▶ _READING TEXT_:

Where dogs are diners or dinners


Extremes: While South Korea has come under international criticism for its canine cuisine, the growing popularity of dogs as pets there has spawned cafes that cater to the four-footed creatures.

January 26, 2002|By Barbara Demick | Barbara Demick,SPECIAL TO THE SUN

SEOUL, South Korea - Prancing on a chair in a fashionable cafe, an 11-month-old beagle wears a red patent-leather collar and a sweater in festive colors. Nobody seems bothered when she puts her paws on the cafe table or tries to lap at her owner's cappuccino. In fact, this cafe is designed especially for dog owners - the menu even includes dog food - and many of the clients say they wouldn't consider going out on weekends to any establishment that didn't welcome their pets.

"My dog comes first," says Kim Ju Young, a 29-year-old marketing manager who, with her beagle, Blue, patronizes several new cafes in Seoul that cater to dogs.

Across town there is another eating establishment where the customers speak highly of dog. Dog meat is the specialty of the house.

"Dog meat gives a man strength and vigor," declares 86-year-old Park In Bok, a retired businessman, polishing off a bowl of spicy crimson soup made of stewed canine, red pepper and sesame leaves.

▶ _TASK INSTRUCTIONS_:
1. Condense the paragraph of the article on dogs in South Korea that begins "SEOUL, South Korea - Prancing on a chair" into a shorter version that keeps its main facts.
2. Answer these questions using the article on dogs in South Korea:
(a) What has South Korea come under international criticism for?
(b) What is Kim Ju Young's job?
(c) Besides stewed canine, what goes into the soup Park In Bok is eating?
3. Extend the article on dogs in South Korea, picking up right after its last sentence.

Dataset entries:

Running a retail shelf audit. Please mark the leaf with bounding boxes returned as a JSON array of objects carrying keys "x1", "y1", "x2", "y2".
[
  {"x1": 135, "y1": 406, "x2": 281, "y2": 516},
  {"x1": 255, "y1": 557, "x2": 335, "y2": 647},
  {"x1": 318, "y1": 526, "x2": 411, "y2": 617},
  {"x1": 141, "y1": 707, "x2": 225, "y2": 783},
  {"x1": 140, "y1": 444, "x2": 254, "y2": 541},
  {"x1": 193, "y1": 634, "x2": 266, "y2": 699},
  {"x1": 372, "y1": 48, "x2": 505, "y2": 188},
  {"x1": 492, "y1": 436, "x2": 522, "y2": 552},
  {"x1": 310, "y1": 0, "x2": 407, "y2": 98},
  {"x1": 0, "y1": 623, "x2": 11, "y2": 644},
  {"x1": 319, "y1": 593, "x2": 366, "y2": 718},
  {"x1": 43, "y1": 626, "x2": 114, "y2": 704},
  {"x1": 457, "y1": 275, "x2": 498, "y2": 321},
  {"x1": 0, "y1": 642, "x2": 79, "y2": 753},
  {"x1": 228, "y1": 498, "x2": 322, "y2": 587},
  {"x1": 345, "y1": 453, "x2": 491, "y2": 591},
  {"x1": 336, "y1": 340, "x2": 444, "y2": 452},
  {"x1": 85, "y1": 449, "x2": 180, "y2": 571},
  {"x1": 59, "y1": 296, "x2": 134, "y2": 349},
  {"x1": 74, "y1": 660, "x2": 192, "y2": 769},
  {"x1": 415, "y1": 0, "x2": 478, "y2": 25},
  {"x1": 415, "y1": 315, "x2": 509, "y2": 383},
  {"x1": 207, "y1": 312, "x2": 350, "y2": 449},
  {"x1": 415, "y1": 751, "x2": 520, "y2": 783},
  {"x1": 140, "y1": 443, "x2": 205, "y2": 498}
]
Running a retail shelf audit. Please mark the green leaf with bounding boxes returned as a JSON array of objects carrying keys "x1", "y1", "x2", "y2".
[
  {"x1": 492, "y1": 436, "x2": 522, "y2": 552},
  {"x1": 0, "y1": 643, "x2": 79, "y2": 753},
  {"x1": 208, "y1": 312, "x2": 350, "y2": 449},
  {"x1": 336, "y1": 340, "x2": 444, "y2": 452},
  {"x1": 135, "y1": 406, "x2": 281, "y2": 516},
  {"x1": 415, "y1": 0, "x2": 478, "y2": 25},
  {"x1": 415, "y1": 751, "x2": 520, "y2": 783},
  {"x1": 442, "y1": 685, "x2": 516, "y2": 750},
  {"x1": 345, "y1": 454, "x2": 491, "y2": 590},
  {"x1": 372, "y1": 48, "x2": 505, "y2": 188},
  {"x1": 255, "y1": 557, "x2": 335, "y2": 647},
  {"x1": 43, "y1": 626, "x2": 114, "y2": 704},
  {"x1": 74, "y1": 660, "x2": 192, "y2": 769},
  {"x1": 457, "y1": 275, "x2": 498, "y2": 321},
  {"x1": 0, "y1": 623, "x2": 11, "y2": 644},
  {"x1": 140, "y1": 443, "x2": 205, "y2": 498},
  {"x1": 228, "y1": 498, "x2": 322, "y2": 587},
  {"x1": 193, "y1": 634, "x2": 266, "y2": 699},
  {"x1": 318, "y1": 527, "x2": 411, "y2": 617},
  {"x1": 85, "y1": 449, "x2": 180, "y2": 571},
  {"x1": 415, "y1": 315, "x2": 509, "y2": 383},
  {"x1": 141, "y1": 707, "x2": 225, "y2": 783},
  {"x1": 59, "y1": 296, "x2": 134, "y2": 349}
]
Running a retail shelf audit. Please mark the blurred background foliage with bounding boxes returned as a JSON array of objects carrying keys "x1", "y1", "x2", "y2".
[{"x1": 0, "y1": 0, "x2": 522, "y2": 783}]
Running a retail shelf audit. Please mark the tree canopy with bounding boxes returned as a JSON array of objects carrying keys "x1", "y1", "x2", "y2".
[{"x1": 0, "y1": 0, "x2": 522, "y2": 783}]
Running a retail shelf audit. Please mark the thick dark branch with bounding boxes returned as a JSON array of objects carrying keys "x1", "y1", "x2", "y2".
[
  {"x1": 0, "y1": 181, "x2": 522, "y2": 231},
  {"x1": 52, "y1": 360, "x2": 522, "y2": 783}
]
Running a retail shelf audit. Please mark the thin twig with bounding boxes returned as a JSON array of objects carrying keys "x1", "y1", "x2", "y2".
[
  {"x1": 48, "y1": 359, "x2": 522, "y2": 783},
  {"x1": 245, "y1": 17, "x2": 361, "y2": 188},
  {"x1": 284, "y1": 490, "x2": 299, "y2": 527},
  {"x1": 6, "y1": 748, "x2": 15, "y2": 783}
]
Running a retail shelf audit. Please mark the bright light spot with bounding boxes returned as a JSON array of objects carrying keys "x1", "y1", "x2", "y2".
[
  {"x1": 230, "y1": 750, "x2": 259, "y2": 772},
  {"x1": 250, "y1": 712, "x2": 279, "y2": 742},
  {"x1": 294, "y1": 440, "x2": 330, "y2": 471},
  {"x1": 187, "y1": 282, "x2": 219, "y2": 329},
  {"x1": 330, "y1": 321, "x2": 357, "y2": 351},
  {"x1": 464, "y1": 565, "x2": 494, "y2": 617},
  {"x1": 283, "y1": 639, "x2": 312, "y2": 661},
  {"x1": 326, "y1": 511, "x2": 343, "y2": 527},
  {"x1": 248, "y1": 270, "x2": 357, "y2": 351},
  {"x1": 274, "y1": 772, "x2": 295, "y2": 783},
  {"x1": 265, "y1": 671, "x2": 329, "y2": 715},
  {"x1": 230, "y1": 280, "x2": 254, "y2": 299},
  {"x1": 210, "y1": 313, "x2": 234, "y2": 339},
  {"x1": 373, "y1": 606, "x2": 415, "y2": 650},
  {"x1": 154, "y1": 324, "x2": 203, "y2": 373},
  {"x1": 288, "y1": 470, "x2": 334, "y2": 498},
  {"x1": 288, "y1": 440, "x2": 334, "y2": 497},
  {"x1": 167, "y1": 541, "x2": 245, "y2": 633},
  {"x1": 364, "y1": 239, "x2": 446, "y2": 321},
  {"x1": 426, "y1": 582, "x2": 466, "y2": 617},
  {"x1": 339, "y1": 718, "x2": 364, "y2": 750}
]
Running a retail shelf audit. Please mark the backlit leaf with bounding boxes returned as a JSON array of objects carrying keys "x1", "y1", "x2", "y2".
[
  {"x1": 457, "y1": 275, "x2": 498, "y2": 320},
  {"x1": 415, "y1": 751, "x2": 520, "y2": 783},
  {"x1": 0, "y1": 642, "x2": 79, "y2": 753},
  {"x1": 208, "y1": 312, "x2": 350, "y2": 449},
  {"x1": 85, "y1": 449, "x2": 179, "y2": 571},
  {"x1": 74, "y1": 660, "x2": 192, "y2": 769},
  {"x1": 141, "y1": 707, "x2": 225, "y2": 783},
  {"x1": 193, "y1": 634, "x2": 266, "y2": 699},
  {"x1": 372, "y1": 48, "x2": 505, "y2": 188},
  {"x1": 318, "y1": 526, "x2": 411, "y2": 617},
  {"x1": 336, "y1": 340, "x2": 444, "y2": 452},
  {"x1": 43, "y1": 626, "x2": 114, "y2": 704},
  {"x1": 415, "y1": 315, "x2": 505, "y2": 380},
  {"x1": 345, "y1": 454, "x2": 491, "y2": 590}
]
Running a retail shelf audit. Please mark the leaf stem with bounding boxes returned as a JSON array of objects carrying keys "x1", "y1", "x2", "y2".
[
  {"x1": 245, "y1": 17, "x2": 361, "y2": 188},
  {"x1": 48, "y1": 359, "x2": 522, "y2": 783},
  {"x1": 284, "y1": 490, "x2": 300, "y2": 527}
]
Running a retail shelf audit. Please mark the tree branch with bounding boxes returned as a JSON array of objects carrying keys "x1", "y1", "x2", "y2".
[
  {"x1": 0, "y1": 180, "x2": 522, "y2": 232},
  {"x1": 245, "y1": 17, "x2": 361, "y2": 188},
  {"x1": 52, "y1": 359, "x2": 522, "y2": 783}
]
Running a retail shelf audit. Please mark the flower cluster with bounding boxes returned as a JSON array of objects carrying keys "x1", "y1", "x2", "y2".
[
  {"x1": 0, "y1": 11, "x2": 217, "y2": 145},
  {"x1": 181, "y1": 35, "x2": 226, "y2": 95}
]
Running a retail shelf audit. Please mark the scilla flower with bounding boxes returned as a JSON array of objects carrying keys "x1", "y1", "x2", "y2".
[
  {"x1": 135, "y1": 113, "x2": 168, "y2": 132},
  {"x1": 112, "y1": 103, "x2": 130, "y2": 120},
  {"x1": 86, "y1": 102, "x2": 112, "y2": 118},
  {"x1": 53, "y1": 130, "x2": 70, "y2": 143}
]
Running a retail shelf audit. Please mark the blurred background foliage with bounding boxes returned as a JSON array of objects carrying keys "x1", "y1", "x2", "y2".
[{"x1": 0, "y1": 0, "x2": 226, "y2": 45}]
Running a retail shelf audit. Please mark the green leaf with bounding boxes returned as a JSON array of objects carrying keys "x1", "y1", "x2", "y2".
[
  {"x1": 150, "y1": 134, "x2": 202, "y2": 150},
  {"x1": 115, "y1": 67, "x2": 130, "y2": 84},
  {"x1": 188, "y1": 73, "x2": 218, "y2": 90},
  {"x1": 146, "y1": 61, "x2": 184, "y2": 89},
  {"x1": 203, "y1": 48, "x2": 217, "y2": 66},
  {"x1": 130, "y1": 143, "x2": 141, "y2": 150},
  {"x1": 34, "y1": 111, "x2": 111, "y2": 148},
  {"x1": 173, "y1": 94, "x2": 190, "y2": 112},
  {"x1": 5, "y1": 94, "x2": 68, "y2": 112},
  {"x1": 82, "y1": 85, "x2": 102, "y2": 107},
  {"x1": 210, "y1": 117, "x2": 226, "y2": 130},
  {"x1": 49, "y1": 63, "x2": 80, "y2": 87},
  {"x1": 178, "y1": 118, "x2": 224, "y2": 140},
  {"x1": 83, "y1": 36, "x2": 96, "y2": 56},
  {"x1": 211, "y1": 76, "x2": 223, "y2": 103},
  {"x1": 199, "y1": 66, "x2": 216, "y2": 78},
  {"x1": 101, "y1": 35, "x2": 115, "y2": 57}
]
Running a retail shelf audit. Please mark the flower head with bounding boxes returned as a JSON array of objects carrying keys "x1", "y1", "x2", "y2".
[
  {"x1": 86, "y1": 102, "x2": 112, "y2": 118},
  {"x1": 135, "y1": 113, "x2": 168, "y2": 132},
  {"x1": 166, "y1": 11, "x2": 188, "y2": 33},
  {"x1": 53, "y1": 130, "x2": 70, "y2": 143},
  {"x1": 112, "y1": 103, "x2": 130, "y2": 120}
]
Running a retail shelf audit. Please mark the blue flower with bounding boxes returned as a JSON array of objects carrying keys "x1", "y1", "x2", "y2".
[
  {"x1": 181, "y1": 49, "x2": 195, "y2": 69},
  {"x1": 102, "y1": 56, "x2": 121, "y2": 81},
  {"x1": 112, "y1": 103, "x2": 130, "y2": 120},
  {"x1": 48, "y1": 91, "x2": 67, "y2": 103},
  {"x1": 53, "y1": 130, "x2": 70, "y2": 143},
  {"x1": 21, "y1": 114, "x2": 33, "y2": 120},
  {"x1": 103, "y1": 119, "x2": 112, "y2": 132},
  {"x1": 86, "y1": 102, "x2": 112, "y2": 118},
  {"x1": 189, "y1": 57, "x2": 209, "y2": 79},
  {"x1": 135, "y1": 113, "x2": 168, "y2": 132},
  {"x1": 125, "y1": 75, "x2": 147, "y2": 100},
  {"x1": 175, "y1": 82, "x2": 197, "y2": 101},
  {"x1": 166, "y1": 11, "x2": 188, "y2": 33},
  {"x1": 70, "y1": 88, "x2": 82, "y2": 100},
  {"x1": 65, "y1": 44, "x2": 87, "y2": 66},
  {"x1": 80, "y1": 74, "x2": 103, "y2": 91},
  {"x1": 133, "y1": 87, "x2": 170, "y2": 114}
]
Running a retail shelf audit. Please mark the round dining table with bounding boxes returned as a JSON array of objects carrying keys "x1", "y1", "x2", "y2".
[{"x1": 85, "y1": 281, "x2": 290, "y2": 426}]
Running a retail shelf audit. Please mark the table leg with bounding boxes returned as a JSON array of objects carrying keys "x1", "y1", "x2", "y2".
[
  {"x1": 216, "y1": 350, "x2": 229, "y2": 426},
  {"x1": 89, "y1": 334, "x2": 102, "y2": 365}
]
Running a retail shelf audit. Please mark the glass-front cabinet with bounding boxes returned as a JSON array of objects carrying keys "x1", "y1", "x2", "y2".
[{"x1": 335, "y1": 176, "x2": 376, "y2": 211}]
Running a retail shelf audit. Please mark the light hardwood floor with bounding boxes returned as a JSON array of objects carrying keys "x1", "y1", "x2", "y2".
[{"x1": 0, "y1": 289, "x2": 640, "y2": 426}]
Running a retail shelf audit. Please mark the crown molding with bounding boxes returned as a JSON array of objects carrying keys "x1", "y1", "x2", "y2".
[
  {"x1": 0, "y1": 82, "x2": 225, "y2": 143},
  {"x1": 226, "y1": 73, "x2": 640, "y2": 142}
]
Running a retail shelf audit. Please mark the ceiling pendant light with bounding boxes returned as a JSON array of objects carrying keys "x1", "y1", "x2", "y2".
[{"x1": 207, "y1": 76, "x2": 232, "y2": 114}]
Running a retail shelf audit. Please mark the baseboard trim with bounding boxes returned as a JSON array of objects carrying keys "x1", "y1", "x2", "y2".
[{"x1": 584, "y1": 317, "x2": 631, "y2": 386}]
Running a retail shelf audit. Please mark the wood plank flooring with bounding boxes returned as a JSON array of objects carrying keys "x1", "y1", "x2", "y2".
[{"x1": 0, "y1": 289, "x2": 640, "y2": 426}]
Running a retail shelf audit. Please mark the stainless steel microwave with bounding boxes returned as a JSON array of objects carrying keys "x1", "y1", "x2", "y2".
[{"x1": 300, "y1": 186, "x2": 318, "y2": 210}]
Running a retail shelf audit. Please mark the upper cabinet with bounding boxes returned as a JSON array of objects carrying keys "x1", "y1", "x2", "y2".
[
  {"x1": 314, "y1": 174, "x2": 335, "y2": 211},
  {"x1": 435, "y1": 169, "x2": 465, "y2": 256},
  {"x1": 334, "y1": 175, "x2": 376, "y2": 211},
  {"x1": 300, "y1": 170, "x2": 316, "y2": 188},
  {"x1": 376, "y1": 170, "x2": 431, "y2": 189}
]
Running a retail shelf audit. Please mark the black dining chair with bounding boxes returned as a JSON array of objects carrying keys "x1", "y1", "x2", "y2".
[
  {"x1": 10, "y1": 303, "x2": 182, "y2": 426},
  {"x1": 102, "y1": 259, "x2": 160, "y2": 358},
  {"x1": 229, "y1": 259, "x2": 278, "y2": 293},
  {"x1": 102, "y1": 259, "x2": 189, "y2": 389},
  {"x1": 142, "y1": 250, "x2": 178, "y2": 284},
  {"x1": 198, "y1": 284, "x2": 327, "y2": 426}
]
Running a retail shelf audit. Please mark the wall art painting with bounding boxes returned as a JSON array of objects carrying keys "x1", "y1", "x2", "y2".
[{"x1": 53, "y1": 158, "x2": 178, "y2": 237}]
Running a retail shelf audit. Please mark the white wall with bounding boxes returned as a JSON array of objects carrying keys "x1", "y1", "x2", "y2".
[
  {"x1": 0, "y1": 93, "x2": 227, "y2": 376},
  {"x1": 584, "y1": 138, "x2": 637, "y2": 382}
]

▶ _ANSWERS TO THE EXERCISE_:
1. In a fashionable Seoul cafe, an 11-month-old beagle in a red patent-leather collar and a festive sweater prances on a chair, puts her paws on the table and tries to drink her owner's cappuccino, and nobody minds. The cafe is designed for dog owners, its menu even includes dog food, and many clients say they wouldn't go out on weekends anywhere that didn't welcome their pets.

2.
(a) Its canine cuisine.
(b) She is a marketing manager.
(c) Red pepper and sesame leaves.

3.
There are two kinds of dogs in South Korea, those that are coddled, coiffed and often treated with more indulgence than children - and those that are raised as a culinary delicacy. Therein lies a contradiction inherent in Korean culture that has become a veritable tempest in a soup pot.

The long-standing practice of eating dog has come under fire of late because of a well-publicized campaign by foreign animal rights activists and because of the increasing popularity of dogs as pets.

The flap started in November when the organizers of the World Cup soccer games, with South Korea and Japan as co-hosts in May and June, publicly called on Korea to "show the world that it is sensitive to vociferous worldwide public opinion and that it rejects cruelty." Then the French actress Brigitte Bardot touched a raw nationalist nerve by accusing Koreans of savagery in the methods they use to slaughter dogs for consumption.

People for the Ethical Treatment of Animals, based in Norfolk, Va., submitted in November a petition signed by dozens of celebrities asking the South Korean government to crack down on what it calls the torture of cats and dogs. Cem Akin, the organization's lead investigator on the issue, says the problem is not the use of dogs for food but the methods of killing.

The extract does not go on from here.